_Exercise details_
Render everything from the start of the listing down to and including the line that contains "<point>102,154</point>" as a numbered list, leaving out any blank lines.

(Entries from a point annotation set)

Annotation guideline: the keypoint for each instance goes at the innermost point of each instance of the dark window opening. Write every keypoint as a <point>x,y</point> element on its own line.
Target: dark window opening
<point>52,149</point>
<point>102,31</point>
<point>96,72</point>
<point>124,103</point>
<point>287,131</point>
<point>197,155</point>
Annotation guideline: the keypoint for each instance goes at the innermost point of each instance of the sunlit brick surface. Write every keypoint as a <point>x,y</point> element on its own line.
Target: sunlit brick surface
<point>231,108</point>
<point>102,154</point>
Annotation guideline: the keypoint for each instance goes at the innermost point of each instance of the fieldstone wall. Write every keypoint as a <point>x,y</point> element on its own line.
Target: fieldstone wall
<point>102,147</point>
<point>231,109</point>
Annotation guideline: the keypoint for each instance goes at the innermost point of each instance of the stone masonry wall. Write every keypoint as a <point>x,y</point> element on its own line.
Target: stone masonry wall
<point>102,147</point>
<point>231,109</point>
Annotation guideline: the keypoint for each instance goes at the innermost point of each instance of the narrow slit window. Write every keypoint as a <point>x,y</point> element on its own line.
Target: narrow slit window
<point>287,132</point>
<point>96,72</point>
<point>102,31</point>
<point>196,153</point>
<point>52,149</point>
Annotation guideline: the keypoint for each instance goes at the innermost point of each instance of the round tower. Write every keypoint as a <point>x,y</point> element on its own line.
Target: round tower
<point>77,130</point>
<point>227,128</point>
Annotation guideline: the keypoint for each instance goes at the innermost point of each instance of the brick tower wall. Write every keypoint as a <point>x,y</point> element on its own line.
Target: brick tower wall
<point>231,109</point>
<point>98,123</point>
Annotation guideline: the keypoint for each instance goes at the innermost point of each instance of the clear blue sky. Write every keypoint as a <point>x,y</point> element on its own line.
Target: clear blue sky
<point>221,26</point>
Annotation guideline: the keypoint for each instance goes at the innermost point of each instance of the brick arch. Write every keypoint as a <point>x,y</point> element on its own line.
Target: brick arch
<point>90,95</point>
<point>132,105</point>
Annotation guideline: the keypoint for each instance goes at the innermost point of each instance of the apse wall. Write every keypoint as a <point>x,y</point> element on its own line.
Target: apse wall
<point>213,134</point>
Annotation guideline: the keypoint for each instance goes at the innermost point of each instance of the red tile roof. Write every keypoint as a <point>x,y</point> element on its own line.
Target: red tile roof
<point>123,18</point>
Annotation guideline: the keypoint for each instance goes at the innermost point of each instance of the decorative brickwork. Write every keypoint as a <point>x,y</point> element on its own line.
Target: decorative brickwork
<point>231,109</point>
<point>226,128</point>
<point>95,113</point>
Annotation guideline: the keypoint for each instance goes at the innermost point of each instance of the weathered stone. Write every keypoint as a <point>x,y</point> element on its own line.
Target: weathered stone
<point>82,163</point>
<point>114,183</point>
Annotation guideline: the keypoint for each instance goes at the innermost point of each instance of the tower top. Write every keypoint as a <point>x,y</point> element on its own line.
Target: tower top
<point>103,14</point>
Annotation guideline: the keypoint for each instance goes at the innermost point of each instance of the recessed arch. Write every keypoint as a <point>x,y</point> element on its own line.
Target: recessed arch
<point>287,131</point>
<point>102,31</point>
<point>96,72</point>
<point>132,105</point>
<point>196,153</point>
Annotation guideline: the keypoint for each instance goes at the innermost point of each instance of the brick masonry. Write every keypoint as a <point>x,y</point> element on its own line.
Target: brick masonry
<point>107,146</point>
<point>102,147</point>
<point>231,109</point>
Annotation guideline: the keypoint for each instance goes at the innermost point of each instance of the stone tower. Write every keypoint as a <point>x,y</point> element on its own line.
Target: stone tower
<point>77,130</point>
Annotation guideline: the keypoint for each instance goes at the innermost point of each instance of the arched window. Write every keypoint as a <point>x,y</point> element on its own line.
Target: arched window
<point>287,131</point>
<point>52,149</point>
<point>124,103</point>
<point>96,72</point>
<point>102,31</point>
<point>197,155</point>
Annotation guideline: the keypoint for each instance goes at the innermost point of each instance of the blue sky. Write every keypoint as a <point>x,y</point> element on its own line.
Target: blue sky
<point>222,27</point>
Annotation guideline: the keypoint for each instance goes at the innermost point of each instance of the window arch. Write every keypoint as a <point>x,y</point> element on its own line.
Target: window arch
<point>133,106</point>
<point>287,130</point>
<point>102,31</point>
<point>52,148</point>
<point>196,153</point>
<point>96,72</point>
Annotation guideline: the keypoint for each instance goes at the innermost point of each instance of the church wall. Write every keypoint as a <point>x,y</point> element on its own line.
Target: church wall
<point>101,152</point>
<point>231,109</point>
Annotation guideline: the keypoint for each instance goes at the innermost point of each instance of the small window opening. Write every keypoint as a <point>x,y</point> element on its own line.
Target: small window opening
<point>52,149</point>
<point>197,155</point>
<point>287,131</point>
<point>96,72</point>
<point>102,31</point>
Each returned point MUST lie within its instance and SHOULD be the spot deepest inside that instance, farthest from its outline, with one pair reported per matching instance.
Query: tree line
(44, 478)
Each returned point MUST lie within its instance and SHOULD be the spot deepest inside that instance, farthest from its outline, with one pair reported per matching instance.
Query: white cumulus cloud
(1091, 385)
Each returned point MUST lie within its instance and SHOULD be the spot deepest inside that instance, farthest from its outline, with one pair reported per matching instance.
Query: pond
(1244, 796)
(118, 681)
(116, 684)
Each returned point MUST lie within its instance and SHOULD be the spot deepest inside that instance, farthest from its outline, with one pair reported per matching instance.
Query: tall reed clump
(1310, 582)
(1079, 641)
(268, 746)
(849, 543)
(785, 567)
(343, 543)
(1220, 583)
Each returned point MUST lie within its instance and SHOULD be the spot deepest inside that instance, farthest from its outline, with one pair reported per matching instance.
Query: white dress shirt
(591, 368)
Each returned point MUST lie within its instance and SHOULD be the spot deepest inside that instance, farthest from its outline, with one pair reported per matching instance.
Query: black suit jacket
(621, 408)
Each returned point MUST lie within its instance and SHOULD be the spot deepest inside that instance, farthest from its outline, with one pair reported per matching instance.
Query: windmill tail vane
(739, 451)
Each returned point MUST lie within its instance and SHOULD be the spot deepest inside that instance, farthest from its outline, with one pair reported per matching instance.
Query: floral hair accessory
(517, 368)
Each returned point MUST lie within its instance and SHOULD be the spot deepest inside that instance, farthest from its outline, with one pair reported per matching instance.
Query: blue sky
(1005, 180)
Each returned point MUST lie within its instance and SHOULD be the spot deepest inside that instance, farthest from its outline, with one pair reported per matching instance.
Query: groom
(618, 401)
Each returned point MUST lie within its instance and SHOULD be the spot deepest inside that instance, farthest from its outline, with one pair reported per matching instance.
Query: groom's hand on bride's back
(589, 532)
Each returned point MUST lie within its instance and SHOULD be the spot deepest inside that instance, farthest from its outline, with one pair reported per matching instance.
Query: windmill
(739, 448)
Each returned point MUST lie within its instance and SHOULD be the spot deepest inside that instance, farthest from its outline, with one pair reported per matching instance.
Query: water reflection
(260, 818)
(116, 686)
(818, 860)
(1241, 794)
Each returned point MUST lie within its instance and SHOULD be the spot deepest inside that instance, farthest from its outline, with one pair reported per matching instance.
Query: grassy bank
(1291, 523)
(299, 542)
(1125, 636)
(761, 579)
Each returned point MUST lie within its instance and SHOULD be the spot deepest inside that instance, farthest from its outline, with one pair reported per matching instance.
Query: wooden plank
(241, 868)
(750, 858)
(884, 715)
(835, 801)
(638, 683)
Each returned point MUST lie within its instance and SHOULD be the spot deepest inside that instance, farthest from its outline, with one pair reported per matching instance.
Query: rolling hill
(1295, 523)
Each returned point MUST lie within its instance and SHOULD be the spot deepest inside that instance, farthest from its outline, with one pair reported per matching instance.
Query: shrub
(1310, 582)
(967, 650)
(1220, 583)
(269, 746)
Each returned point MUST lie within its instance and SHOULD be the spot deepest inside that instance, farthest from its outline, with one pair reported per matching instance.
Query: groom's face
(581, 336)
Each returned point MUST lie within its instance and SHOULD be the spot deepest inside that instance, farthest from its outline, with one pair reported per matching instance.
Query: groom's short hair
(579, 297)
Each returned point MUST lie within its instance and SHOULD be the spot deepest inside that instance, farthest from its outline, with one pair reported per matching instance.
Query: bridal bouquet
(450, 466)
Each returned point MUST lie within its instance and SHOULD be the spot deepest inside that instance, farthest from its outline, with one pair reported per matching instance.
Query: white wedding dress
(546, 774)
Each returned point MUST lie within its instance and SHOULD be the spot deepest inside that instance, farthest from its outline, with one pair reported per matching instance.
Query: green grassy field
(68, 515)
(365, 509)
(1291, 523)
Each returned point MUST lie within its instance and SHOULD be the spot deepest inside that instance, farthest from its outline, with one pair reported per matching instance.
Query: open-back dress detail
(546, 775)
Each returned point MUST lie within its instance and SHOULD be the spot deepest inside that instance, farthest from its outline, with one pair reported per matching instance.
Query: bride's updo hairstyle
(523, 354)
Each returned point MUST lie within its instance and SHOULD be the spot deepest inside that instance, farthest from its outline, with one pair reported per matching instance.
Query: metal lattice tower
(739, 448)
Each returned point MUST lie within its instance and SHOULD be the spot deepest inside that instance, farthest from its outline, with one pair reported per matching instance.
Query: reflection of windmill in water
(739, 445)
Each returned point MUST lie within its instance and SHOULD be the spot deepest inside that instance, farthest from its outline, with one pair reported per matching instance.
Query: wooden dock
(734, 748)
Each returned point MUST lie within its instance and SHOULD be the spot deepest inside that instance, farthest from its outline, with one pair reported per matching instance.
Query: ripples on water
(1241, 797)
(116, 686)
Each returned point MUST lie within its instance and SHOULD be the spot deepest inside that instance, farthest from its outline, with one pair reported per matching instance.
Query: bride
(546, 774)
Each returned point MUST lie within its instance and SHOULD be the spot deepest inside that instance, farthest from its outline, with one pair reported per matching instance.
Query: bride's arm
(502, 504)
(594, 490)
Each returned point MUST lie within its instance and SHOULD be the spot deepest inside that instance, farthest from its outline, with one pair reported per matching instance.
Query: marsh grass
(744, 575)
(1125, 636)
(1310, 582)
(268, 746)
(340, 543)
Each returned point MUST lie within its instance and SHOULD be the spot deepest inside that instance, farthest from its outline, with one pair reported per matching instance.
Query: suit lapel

_Solution to the exercise_
1. Annotation guideline: the keypoint for each instance goes at the innermost point of each instance of the dark window opening. Write every keypoint as a <point>x,y</point> element on its own line.
2. Target: dark window opening
3. <point>52,149</point>
4. <point>102,31</point>
5. <point>96,72</point>
6. <point>124,103</point>
7. <point>287,131</point>
8. <point>197,155</point>
9. Annotation guideline: the keypoint for each instance goes at the innermost point of each instance of the sunlit brick surface. Write every keypoint as a <point>x,y</point> element on its own line.
10. Target: sunlit brick surface
11. <point>231,108</point>
12. <point>102,154</point>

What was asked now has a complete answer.